## Materiaal bij opdracht
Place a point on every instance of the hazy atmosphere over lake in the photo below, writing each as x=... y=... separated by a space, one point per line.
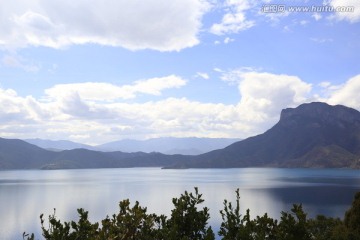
x=94 y=72
x=27 y=194
x=105 y=89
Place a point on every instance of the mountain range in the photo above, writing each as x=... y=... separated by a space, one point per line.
x=311 y=135
x=167 y=145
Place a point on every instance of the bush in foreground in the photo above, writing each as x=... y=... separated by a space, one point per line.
x=188 y=221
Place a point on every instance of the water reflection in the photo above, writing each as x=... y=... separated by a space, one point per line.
x=26 y=194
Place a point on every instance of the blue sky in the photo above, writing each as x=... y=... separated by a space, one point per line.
x=95 y=72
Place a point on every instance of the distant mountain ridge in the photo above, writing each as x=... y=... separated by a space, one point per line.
x=166 y=145
x=311 y=135
x=314 y=135
x=58 y=145
x=169 y=145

## Probleemstelling
Citeer alle rijen hierboven letterlijk en volledig. Laat de afbeeldingen weg uit je antwoord.

## Schriftelijk antwoord
Place a point on every instance of the hazy atmosphere over lake in the photo below, writing each as x=... y=... separated by a space, one point per line.
x=94 y=72
x=27 y=194
x=105 y=89
Place a point on every instance of the mountain range in the photo above, writing each as x=... y=... separated by a space, one point per line.
x=311 y=135
x=167 y=145
Place a point on every instance of the bush in foreground in the photo above, writing each as x=... y=... separated by a space, one point per line.
x=188 y=221
Place a point on every instance of the water reflection in the photo above, writing each as x=... y=... separated by a space, one point per line.
x=26 y=194
Place a point on every instance of the blue sky in the photo above, writing each as x=... y=... separated by a space, one point per line.
x=95 y=72
Place a point on every instance of the distant mountain ridge in the photo above, writing each as x=... y=... separated by a space, one point per line.
x=166 y=145
x=311 y=135
x=314 y=135
x=58 y=145
x=169 y=145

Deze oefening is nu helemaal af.